**Texto para análise**
■ ■ ■ ■ ■
É, tava lá. A deficiência era, o fio condutor das narrativas, óbvio. Mas o Daniel me ensinou a ver essa, essa obsessão que as pessoas têm por saber o que a gente tem, é, como um fetiche, sabe? Eu acho que a gente ainda está num lugar fetichizado, então as pessoas mal sabem o nome da gente e querem saber o que a gente tem, o que a gente teve. É, se não tem jeito, se não tem cura, se a gente já… Você diz, que é isso, gente! É…

 

Flávia

Nasceu assim?

 

Camila

Você nasceu assim? É assim desde quando? E as perguntas vêm com esses termos, né. Mas você é assim desde quando? Assim como? É óbvio que a pessoa pressupõe que a gente sabe do que ela está falando, porque como a gente é visto só com isso, não poderia ser de nenhuma outra coisa. Mas assim, o que é isso que você tem? Isso é muito comum, né? E esse fetiche, essa objetificação, esse reducionismo, ele ainda atravessa muito a nossa existência, né. Então, às vezes a gente quer ir tomar uma cerveja, aí a pessoa vem perguntar o que é isso que a gente tem? Isso o que, meu Deus! Você está no carnaval, você nem quer conversar com ninguém. Tipo barulheira danada, bloco andando, empurra, empurra. Aí vem, a gente viveu também num outro bloco que a gente teve junto, um momento em que foi se formar uma grande corda humana dentro da corda. A gente estava com uma outra amiga, que tem uma outra deficiência física e aí, na hora de formar a corda, iam inclui-la nessa corda humana em torno de uma parte do bloco, e aí alguém olhou para ela e falou assim, i, não, você não consegue. Porque a pessoa movimenta as mãos e as pernas e tem o movimento corporal de uma forma diferente, você fica, meu Deus, é carnaval né?

 

Flávia

Nossa!

 

Camila

É, é, e é o melhor e o pior do carnaval, né, tá todo mundo solto. Isso é para o bem e para o mal.

 

Flávia

Camila estava se referindo a acessibilidade.

 

Camila

Isso!

 

Flávia

Fala pra gente desse trabalho Daniel. E foi tão importante, sensível e inédito né?

 

Daniel

É, é, foi, e está sendo né, porque acho que o filme não acaba, né. Ele continua, depois que ele vai pro mundo, digamos assim.

A ideia do “Acessibilidade” surgiu durante a montagem do meu primeiro longa né, o “Meu nome é Daniel”.
■ ■ ■ ■ ■
**Dados fornecidos**

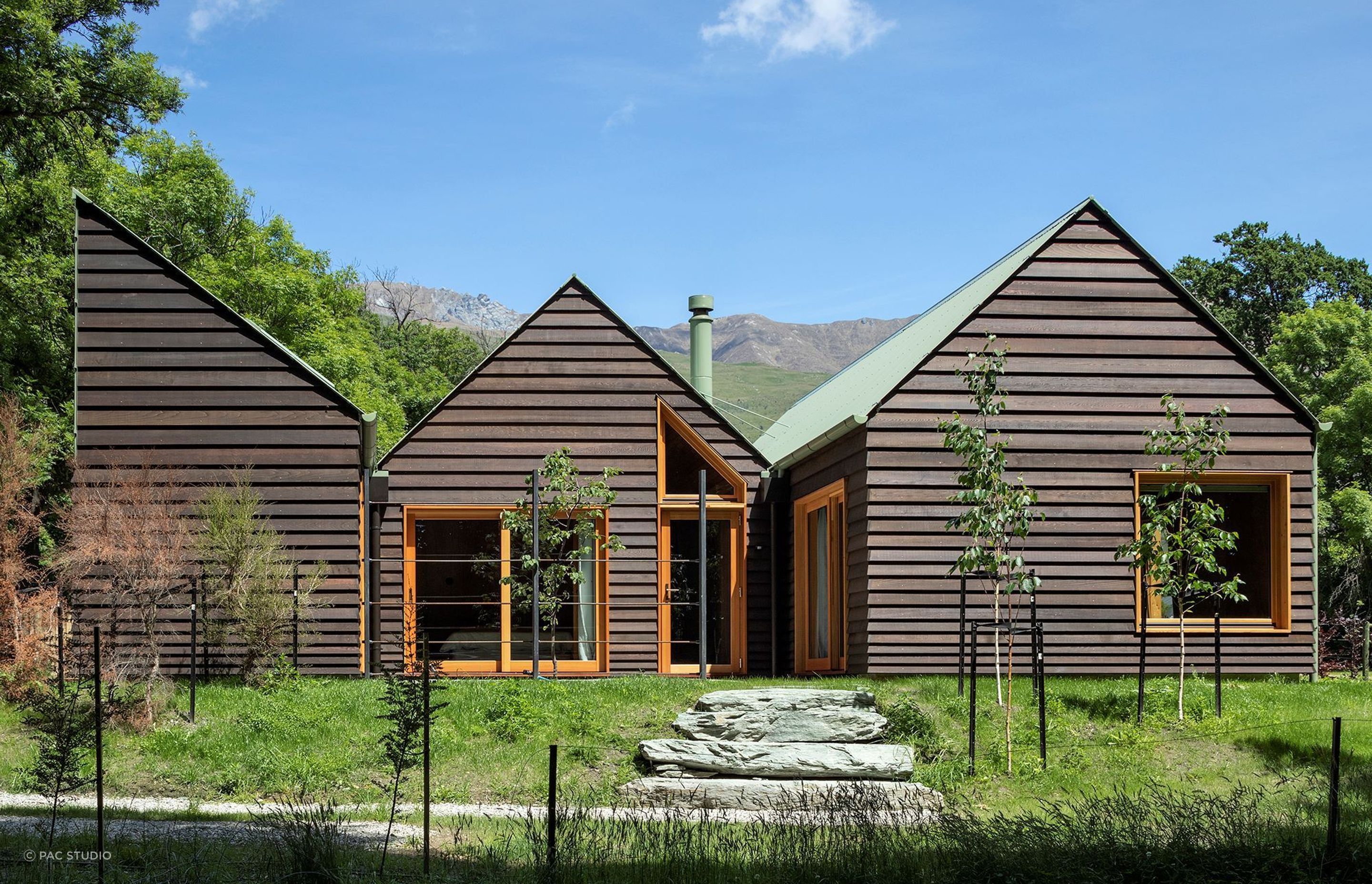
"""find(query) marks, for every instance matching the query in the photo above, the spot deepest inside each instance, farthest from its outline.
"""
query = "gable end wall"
(166, 377)
(1095, 335)
(574, 377)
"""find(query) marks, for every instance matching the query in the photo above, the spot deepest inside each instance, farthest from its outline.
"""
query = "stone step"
(817, 795)
(783, 699)
(813, 725)
(784, 761)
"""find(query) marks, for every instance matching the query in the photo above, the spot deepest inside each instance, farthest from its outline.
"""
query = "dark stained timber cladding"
(573, 377)
(1095, 337)
(844, 460)
(168, 377)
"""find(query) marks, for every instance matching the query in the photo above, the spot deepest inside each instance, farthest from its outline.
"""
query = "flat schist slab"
(848, 724)
(784, 761)
(783, 701)
(911, 801)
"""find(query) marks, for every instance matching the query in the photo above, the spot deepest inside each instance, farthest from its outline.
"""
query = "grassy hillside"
(763, 389)
(490, 742)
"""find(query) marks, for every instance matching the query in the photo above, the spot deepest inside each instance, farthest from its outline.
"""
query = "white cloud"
(800, 27)
(187, 77)
(211, 13)
(622, 116)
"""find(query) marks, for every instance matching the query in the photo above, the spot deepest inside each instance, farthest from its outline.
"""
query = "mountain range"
(744, 338)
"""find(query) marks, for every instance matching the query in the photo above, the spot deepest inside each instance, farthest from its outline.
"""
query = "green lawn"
(492, 739)
(763, 389)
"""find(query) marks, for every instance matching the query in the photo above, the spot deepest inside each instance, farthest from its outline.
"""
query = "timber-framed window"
(456, 593)
(1257, 507)
(682, 455)
(821, 529)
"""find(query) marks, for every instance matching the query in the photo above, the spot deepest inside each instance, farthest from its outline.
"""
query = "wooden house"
(169, 377)
(1097, 332)
(575, 375)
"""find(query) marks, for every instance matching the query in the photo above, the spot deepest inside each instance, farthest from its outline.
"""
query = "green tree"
(247, 574)
(61, 721)
(72, 79)
(1324, 356)
(179, 198)
(1260, 278)
(72, 86)
(1180, 533)
(570, 512)
(403, 742)
(998, 511)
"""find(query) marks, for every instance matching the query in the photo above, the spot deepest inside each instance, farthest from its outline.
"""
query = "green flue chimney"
(703, 345)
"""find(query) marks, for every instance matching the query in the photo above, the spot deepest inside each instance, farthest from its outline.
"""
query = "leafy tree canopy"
(71, 79)
(1263, 278)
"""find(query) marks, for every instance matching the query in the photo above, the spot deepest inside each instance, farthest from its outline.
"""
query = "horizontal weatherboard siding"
(168, 377)
(1095, 335)
(573, 377)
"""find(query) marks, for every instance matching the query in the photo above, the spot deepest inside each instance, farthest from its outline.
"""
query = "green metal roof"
(209, 296)
(848, 399)
(582, 290)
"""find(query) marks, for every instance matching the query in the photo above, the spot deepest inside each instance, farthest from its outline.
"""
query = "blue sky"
(810, 160)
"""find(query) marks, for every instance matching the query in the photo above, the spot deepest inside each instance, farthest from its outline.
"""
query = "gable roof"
(577, 287)
(249, 327)
(848, 399)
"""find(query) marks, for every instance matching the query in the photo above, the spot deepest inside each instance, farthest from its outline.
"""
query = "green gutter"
(1315, 550)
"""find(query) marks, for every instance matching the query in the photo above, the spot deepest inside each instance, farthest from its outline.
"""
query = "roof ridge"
(198, 287)
(850, 393)
(585, 291)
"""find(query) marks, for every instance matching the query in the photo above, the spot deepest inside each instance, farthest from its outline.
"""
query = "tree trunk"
(995, 588)
(1010, 696)
(1182, 661)
(390, 821)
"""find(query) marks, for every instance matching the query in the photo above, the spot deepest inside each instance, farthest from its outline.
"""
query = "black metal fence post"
(1043, 701)
(1143, 651)
(1332, 843)
(1219, 680)
(424, 674)
(972, 707)
(99, 762)
(195, 642)
(1367, 647)
(295, 617)
(62, 654)
(538, 570)
(552, 810)
(700, 578)
(962, 628)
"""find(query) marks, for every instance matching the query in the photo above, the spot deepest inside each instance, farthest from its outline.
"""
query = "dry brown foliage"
(128, 542)
(22, 640)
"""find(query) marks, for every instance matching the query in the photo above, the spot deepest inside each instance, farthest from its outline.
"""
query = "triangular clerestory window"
(682, 453)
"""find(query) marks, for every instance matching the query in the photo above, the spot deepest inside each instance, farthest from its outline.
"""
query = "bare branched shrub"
(127, 540)
(25, 610)
(249, 575)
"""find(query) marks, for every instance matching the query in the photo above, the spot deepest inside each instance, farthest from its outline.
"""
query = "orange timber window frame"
(1279, 551)
(825, 561)
(505, 665)
(730, 507)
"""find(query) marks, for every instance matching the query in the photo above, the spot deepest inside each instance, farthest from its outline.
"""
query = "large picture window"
(454, 595)
(1257, 507)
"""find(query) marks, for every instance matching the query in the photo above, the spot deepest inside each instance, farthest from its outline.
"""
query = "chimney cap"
(702, 304)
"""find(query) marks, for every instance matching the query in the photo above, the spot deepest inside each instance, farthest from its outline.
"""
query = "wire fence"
(563, 808)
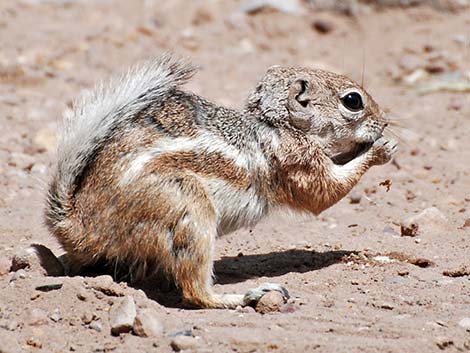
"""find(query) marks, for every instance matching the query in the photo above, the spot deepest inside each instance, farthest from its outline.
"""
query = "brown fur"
(196, 166)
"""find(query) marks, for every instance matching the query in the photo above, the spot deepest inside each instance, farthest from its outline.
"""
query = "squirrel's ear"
(300, 96)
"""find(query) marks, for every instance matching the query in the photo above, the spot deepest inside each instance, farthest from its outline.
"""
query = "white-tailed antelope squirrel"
(149, 175)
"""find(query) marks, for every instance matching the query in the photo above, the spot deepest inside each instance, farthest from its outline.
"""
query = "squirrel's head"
(321, 105)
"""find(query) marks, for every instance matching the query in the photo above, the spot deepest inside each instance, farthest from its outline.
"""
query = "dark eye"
(353, 101)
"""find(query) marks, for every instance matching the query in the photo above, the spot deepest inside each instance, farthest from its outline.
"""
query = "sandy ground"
(357, 285)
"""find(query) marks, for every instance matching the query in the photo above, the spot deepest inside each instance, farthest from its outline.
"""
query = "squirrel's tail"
(94, 117)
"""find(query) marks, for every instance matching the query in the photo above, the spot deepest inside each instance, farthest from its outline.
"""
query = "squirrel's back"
(95, 117)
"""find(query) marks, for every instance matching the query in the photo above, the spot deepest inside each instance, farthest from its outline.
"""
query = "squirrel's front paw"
(382, 151)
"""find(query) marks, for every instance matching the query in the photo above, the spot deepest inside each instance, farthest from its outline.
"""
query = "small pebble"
(270, 302)
(465, 323)
(82, 295)
(5, 264)
(355, 197)
(122, 315)
(55, 316)
(20, 274)
(87, 318)
(96, 325)
(245, 309)
(323, 26)
(443, 342)
(148, 324)
(429, 221)
(34, 342)
(180, 343)
(37, 317)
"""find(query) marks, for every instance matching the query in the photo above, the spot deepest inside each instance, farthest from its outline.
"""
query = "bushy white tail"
(98, 112)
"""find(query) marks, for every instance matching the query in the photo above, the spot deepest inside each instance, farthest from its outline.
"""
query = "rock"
(20, 274)
(87, 318)
(5, 265)
(270, 302)
(460, 271)
(55, 316)
(96, 325)
(148, 324)
(288, 308)
(355, 197)
(82, 295)
(465, 323)
(49, 287)
(410, 63)
(37, 317)
(443, 342)
(245, 309)
(323, 26)
(254, 6)
(40, 258)
(34, 342)
(122, 316)
(429, 221)
(180, 343)
(106, 285)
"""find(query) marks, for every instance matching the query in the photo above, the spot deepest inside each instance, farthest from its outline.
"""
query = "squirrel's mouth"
(346, 157)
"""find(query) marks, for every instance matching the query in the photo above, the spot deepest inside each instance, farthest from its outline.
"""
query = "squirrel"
(150, 175)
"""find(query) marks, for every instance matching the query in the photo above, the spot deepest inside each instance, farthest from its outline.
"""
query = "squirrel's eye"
■ ■ ■ ■ ■
**Suas tarefas**
a. Reescreva em forma de lista, conservando os fatos principais, o parágrafo da conversa sobre deficiência que começa com "Você nasceu assim? É assim desde quando?".
b. Dê sequência à conversa sobre deficiência a partir do ponto em que ela termina, prosseguindo a fala de Daniel sobre como surgiu a ideia de “Acessibilidade”.

**Respostas dos exercícios**
a.
- As pessoas perguntam "Você nasceu assim?" e "É assim desde quando?" e pressupõem que a gente sabe do que elas falam, porque a gente é visto só por isso.
- Perguntas como "o que é isso que você tem?" são muito comuns.
- Esse fetiche, essa objetificação e esse reducionismo ainda atravessam muito a existência da gente. Isso acontece até quando a gente só quer tomar uma cerveja ou está no carnaval, em meio à barulheira e ao empurra-empurra do bloco.
- Em um bloco em que estiveram juntos, formou-se uma corda humana dentro da corda. Uma amiga com outra deficiência física ia ser incluída, mas alguém disse que ela não conseguiria, porque ela movimenta as mãos, as pernas e o corpo de forma diferente.

b.
É, no “Meu nome é Daniel”, tem uma sequência em que eu falo um pouco sobre as minhas próprias experiências afetivas e sexuais, e aí de algumas conversas que eu tive com o Vinícius Nascimento que montou o filme comigo, a gente teve a ideia de fazer um filme só sobre sexualidade e pessoas com deficiência. É, e aí eu vou tentar ser mais sucinto possível. A gente fez duas baterias de duas fases de gravação, uma em 2018, outra 2022. O filme ficou pronto em, no fim teve a primeira exibição em julho de 2023, então ainda é um ano e, vai fazer dois anos que ele teve a primeira exibição, que foi em Los Angeles, no “Autitest”, que é um festival de cinema LGBT lá de Los Angeles. Aqui no Brasil, a primeira exibição foi no Festival do Rio de 2023. E, e, como a Val falou na apresentação, eu ganhei o prêmio de direção de documentário por ele no Festival do Rio. Desse filme nasceu uma exposição para museus, que a Camila fez parte também, como personagem da exposição, porque, eu acabei gravando muito mais gente do que cabia no filme.

Eu gravei 26 pessoas, e no filme tem 15. E aí tinha muita coisa, muita coisa boa ficou de fora, então a gente resolveu fazer essa exposição para poder, de alguma maneira, dar conta de algumas dessas premissas que não entraram no filme. E aí, a Camila, foi uma das pessoas que eu gravei a mais, depois do filme, eu gravei ela especialmente para a exposição.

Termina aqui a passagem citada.